EXERCISE AIM:
Write out, precisely and in full, each line of the material.

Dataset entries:
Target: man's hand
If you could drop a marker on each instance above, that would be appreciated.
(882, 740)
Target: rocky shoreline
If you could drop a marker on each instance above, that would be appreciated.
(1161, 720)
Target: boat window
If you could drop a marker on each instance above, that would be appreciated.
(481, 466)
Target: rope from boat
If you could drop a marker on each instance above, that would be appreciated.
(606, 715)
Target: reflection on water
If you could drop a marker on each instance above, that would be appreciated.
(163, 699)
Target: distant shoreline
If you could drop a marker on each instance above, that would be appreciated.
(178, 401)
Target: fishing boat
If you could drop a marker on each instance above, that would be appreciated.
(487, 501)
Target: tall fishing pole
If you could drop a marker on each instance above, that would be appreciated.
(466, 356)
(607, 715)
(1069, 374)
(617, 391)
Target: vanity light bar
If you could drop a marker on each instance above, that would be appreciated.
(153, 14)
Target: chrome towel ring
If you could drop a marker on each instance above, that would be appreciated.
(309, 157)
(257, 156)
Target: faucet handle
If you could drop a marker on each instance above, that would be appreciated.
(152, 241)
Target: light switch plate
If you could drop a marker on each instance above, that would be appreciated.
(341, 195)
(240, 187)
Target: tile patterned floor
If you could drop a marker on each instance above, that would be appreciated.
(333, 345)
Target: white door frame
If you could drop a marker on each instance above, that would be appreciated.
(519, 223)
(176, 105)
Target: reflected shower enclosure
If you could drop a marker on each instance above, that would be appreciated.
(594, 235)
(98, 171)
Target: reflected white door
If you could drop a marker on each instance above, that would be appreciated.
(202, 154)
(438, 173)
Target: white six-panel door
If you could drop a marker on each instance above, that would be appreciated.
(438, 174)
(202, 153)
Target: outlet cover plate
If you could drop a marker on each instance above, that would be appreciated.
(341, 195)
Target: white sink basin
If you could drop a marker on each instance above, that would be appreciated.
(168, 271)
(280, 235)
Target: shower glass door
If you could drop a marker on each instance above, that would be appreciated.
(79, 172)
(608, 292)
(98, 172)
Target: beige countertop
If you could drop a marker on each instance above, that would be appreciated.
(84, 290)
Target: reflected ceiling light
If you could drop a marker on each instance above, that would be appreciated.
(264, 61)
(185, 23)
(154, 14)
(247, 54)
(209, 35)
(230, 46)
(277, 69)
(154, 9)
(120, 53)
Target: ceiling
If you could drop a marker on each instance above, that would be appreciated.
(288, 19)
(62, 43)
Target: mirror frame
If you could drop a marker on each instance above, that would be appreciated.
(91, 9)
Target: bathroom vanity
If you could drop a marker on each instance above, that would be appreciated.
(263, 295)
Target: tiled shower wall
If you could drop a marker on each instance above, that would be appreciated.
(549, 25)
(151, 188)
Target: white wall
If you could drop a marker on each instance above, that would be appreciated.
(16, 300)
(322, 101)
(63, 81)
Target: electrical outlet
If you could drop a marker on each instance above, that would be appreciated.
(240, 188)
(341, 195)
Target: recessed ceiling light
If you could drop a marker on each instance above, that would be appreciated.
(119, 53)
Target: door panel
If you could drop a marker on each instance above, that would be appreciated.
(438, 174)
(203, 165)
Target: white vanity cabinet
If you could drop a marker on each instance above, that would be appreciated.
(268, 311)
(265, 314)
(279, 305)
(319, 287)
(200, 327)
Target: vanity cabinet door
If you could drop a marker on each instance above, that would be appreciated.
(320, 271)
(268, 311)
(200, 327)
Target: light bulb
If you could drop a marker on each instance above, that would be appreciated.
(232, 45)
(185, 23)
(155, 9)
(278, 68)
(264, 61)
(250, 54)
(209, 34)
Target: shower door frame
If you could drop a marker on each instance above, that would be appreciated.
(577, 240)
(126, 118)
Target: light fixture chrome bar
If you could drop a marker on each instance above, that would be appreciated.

WORKED SOLUTION:
Target: man's hand
If you could drop a marker on each instance above, that would be appreciated.
(882, 740)
Target: rocky shoreline
If you could drop a marker on each instance above, that would be appreciated.
(1161, 720)
Target: boat window
If you could drop a marker on each instance above, that would be appreciated.
(481, 466)
Target: rope from boat
If you could drop a marker on each instance above, that would be appreciated.
(606, 715)
Target: reflection on water
If you could drop a marker on each instance above, that would be appreciated.
(163, 699)
Target: distant shoreline
If you could drop a marker on each instance above, that would be appreciated.
(178, 401)
Target: fishing boat
If you could drop a marker on each instance above, that would be appreciated.
(487, 501)
Target: tall fishing pole
If you could drop a marker on each instance above, that would be appreciated.
(466, 356)
(607, 715)
(1069, 374)
(617, 391)
Target: vanity light bar
If you could drop a marker on each instance above, that would be appreciated.
(153, 14)
Target: chrome towel ring
If you could drop a marker on each instance above, that would be appreciated.
(309, 157)
(257, 156)
Target: faucet handle
If you could drop a marker on each instance above, that would be appreciated.
(152, 241)
Target: light switch plate
If you could drop a marker on each instance above, that would be appreciated.
(341, 195)
(240, 187)
Target: tile patterned floor
If you could drop a marker on each instance above, that would be appreciated.
(333, 345)
Target: white door frame
If you could drop a marker on each instance above, that would be appreciated.
(519, 223)
(176, 105)
Target: reflected shower enclosure
If you could drop a marker on each instance above, that would be appreciated.
(594, 235)
(98, 171)
Target: reflected white door
If you could drop a marker on each instance above, that would be appreciated.
(202, 154)
(438, 173)
Target: white six-panel door
If you could drop a marker on each instance above, that would be appreciated.
(438, 174)
(202, 153)
Target: outlet cover plate
If you could drop a marker on each instance above, that would be appreciated.
(341, 195)
Target: white sink basin
If you could drop a marker on each instance above, that would be appreciated.
(168, 271)
(280, 235)
Target: shower glass door
If you could drop a marker on each instance above, that would be appreciated.
(79, 172)
(608, 292)
(98, 172)
Target: beige countertop
If you could drop a marker on each instance above, that would be appreciated.
(84, 290)
Target: reflected ceiling light
If you could drop a marker on each instance above, that would be appreciated.
(264, 61)
(185, 23)
(154, 14)
(247, 54)
(209, 35)
(230, 46)
(277, 69)
(154, 9)
(120, 53)
Target: ceiling
If you could drop a marker on each instance above, that would be appreciated.
(288, 19)
(62, 43)
Target: mirror frame
If you could drop a marker on each instance above, that would be appreciated.
(91, 9)
Target: bathroom vanity
If you could drop a marker on each instance above, that would be appreciated.
(263, 295)
Target: tiled shower wall
If you could drop a marker on each instance above, that would be appreciated.
(549, 25)
(151, 188)
Target: white wall
If you could drop a marker on each instance above, that would be appreciated.
(16, 300)
(322, 101)
(63, 81)
Target: electrical outlet
If you could drop a marker on each instance above, that would be appreciated.
(240, 188)
(341, 195)
Target: recessed ceiling light
If you could drop a marker on each instance above, that would be appreciated.
(119, 53)
Target: door panel
If you could drop a marker on each instance above, that would be appreciated.
(438, 174)
(203, 165)
Target: white vanity cabinet
If you could drop a marker on each instance above, that would be appreciated.
(268, 311)
(265, 314)
(279, 305)
(319, 287)
(200, 327)
Target: vanity cabinet door
If you could drop a marker on each instance above, that would be appreciated.
(320, 271)
(268, 311)
(200, 327)
Target: light bulb
If you could drop a marker on each instance above, that would be appreciated.
(232, 45)
(185, 23)
(155, 9)
(278, 68)
(264, 61)
(250, 54)
(209, 34)
Target: shower door frame
If you could drop a marker on each instance above, that would be appreciated.
(577, 240)
(126, 118)
Target: light fixture chrome bar
If you could drop a marker on each instance above, that would be appreciated.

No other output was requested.